▶ **TASK REQUIREMENTS**: Copy all of the material below exactly.

▶ **TASK DATA**:

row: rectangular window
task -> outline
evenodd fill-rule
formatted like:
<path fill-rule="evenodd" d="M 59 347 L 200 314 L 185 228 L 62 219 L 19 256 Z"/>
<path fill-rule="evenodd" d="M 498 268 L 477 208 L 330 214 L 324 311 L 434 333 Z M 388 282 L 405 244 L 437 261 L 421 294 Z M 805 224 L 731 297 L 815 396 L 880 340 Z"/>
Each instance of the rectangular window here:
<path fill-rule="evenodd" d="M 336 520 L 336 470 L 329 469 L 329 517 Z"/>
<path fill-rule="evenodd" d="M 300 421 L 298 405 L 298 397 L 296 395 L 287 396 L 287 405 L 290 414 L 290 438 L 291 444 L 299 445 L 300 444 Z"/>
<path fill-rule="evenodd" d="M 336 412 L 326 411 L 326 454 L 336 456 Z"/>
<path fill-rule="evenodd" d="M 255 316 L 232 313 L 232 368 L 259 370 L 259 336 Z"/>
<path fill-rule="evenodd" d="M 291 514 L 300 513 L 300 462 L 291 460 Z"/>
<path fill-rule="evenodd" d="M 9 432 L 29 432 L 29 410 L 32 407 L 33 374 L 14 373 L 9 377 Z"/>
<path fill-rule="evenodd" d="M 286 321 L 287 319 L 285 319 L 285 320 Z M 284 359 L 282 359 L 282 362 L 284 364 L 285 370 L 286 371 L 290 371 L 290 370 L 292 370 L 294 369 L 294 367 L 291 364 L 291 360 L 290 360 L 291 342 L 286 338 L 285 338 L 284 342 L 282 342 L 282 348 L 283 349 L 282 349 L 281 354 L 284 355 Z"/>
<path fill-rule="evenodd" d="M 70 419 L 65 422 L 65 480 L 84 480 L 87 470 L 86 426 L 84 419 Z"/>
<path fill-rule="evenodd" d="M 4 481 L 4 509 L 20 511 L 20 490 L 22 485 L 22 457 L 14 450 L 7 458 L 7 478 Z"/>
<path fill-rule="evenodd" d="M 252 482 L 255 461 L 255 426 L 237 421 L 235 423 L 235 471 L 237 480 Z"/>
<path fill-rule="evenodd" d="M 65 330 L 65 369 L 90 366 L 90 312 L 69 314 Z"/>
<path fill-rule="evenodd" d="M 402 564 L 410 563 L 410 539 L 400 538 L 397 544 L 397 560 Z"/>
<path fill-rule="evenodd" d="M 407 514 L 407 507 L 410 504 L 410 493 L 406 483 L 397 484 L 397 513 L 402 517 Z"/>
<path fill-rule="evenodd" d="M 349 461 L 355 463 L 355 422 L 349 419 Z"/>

▶ **IN RESPONSE**:
row: rectangular window
task -> outline
evenodd fill-rule
formatted like:
<path fill-rule="evenodd" d="M 59 347 L 200 314 L 185 228 L 62 219 L 19 256 Z"/>
<path fill-rule="evenodd" d="M 498 268 L 477 208 L 330 214 L 324 311 L 434 333 Z M 388 282 L 405 244 L 437 261 L 421 294 Z M 805 224 L 731 297 L 815 396 L 880 340 Z"/>
Each instance of the rectangular window here:
<path fill-rule="evenodd" d="M 336 520 L 336 470 L 329 469 L 329 517 Z"/>
<path fill-rule="evenodd" d="M 300 421 L 298 405 L 298 397 L 296 395 L 287 396 L 287 405 L 290 414 L 290 438 L 291 444 L 299 445 L 300 444 Z"/>
<path fill-rule="evenodd" d="M 336 412 L 326 411 L 326 454 L 336 456 Z"/>
<path fill-rule="evenodd" d="M 255 316 L 232 313 L 232 368 L 259 370 L 259 336 Z"/>
<path fill-rule="evenodd" d="M 291 514 L 300 513 L 300 462 L 291 460 Z"/>
<path fill-rule="evenodd" d="M 9 432 L 29 432 L 29 410 L 32 407 L 33 374 L 14 373 L 9 377 Z"/>
<path fill-rule="evenodd" d="M 286 321 L 287 319 L 285 319 L 285 320 Z M 284 359 L 282 359 L 282 362 L 284 364 L 285 370 L 286 371 L 290 371 L 290 370 L 292 370 L 294 369 L 294 367 L 291 364 L 291 360 L 290 360 L 291 342 L 286 338 L 285 338 L 284 342 L 282 342 L 282 348 L 283 349 L 282 349 L 281 354 L 284 355 Z"/>
<path fill-rule="evenodd" d="M 70 419 L 65 422 L 65 480 L 84 480 L 87 470 L 86 426 L 84 419 Z"/>
<path fill-rule="evenodd" d="M 4 481 L 4 509 L 20 511 L 20 490 L 22 485 L 22 457 L 14 450 L 7 458 L 7 478 Z"/>
<path fill-rule="evenodd" d="M 252 482 L 255 461 L 255 426 L 237 421 L 235 423 L 235 471 L 237 480 Z"/>
<path fill-rule="evenodd" d="M 65 330 L 65 369 L 90 366 L 90 312 L 69 314 Z"/>
<path fill-rule="evenodd" d="M 402 564 L 410 563 L 410 539 L 400 538 L 397 544 L 397 560 Z"/>
<path fill-rule="evenodd" d="M 407 514 L 407 507 L 410 504 L 410 493 L 406 483 L 397 484 L 397 513 L 402 517 Z"/>
<path fill-rule="evenodd" d="M 349 461 L 355 463 L 355 422 L 349 419 Z"/>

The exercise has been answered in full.